Would you please restate all of the data exactly?

### INFORMATION SUPPLIED

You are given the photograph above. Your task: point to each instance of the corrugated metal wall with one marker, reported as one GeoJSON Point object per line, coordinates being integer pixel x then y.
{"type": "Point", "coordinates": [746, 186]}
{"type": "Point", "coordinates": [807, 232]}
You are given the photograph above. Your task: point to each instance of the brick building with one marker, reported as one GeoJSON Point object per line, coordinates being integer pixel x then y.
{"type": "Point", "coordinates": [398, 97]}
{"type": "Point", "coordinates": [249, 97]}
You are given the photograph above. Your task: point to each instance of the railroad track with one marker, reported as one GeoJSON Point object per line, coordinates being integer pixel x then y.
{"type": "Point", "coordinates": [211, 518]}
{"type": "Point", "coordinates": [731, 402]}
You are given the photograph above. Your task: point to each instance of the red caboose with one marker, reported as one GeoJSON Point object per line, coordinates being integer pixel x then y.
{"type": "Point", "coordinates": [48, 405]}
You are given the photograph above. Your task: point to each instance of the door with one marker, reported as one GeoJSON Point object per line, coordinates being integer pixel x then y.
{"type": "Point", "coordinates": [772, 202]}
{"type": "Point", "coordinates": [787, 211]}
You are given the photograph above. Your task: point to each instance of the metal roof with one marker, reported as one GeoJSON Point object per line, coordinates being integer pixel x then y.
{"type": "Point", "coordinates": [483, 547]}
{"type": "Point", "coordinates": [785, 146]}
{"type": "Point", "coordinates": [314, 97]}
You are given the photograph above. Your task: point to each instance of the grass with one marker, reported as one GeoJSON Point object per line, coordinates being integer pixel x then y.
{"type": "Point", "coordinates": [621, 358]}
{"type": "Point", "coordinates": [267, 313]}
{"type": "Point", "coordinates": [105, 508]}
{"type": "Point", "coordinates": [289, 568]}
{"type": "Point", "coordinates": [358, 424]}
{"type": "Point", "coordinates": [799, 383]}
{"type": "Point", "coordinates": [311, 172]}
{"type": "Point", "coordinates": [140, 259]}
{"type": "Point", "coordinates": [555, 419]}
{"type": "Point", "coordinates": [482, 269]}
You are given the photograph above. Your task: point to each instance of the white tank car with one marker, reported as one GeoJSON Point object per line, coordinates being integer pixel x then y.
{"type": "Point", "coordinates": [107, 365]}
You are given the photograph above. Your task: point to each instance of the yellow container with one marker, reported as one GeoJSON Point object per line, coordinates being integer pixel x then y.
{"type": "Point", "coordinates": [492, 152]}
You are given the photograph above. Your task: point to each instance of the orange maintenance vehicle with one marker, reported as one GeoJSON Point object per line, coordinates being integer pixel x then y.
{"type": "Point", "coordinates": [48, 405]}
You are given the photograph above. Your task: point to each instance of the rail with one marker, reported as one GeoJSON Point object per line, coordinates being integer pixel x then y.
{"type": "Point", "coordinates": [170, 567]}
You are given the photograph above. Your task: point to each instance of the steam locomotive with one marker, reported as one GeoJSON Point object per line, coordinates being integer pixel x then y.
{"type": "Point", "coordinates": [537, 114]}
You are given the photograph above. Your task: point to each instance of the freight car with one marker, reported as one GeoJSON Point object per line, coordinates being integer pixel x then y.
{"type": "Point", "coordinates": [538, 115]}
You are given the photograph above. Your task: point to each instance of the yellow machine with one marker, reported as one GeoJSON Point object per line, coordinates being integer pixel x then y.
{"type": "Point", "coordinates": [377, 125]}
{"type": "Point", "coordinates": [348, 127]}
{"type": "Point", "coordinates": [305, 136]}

######

▶ **TASK RESULT**
You are given the photograph above. Your task: point to each instance of the corrugated metal wall with one marker, reported as one GeoJSON Point object per line, coordinates being integer pixel x then y.
{"type": "Point", "coordinates": [746, 186]}
{"type": "Point", "coordinates": [807, 232]}
You are given the photograph above. Your task: point to each instance of the brick building with one marker, reported as one GeoJSON Point object per line, coordinates being integer pixel x then y.
{"type": "Point", "coordinates": [398, 97]}
{"type": "Point", "coordinates": [249, 97]}
You are given the photograph above. Your task: point to each instance of the railroad track with one marker, reported as one GeoJSON Point object per line, coordinates being integer pixel x then y.
{"type": "Point", "coordinates": [211, 518]}
{"type": "Point", "coordinates": [731, 402]}
You are given the photograph above. Your task: point to each instance of the red caboose with one marker, reported as one GeoJSON Point object per line, coordinates being integer pixel x then y.
{"type": "Point", "coordinates": [48, 405]}
You are given the photograph above. Your task: point to each instance of the door with one marker, reported as one GeoJSON Point object per line, coordinates being integer pixel x then y.
{"type": "Point", "coordinates": [772, 202]}
{"type": "Point", "coordinates": [787, 211]}
You are given the photograph above. Your task: point to each instance of the metal roof with one marker, reported as one GeoJSON Point object per line, coordinates being integer pixel x then y.
{"type": "Point", "coordinates": [483, 547]}
{"type": "Point", "coordinates": [785, 146]}
{"type": "Point", "coordinates": [314, 97]}
You are given the photograph above. Your task: point to each instance of the grass with one marker, reported as one GeoJSON Point object per line, coordinates being integer pixel x then y.
{"type": "Point", "coordinates": [621, 358]}
{"type": "Point", "coordinates": [267, 313]}
{"type": "Point", "coordinates": [105, 508]}
{"type": "Point", "coordinates": [289, 568]}
{"type": "Point", "coordinates": [358, 424]}
{"type": "Point", "coordinates": [799, 383]}
{"type": "Point", "coordinates": [311, 172]}
{"type": "Point", "coordinates": [140, 259]}
{"type": "Point", "coordinates": [555, 419]}
{"type": "Point", "coordinates": [482, 269]}
You are given the photograph above. Your task: point to each instance of the white tank car with one marker, reported as one GeoJSON Point object per line, coordinates being integer pixel x then y.
{"type": "Point", "coordinates": [107, 365]}
You are given the photograph above. Your task: point to each instance of the yellow container with one marker, reported as one GeoJSON Point object per line, coordinates being integer pixel x then y.
{"type": "Point", "coordinates": [492, 152]}
You are given the photograph above. Your task: point to each instance of the orange maintenance vehicle with one marker, reported as one GeoJSON Point object per line, coordinates being integer pixel x then y.
{"type": "Point", "coordinates": [48, 405]}
You are given the photograph above. Your task: point to each instance of the rail with one marker, reported as one GeoJSON Point object per line, coordinates being integer pixel x then y.
{"type": "Point", "coordinates": [170, 567]}
You are given the photograph above. Your task: point to each instance of the steam locomotive with one marker, reported as one GeoJSON Point object per line, coordinates being integer pixel x then y.
{"type": "Point", "coordinates": [537, 114]}
You are given the photograph above. Your task: point to each instance of the freight car with one marker, reported as one GeoJSON Point object per line, coordinates being integer pixel x then y.
{"type": "Point", "coordinates": [538, 115]}
You are given the photograph above. Your task: point to each instance of the yellow machine with one marker, reported as one GeoJSON Point object per line, coordinates being integer pixel x then y.
{"type": "Point", "coordinates": [377, 125]}
{"type": "Point", "coordinates": [348, 127]}
{"type": "Point", "coordinates": [305, 136]}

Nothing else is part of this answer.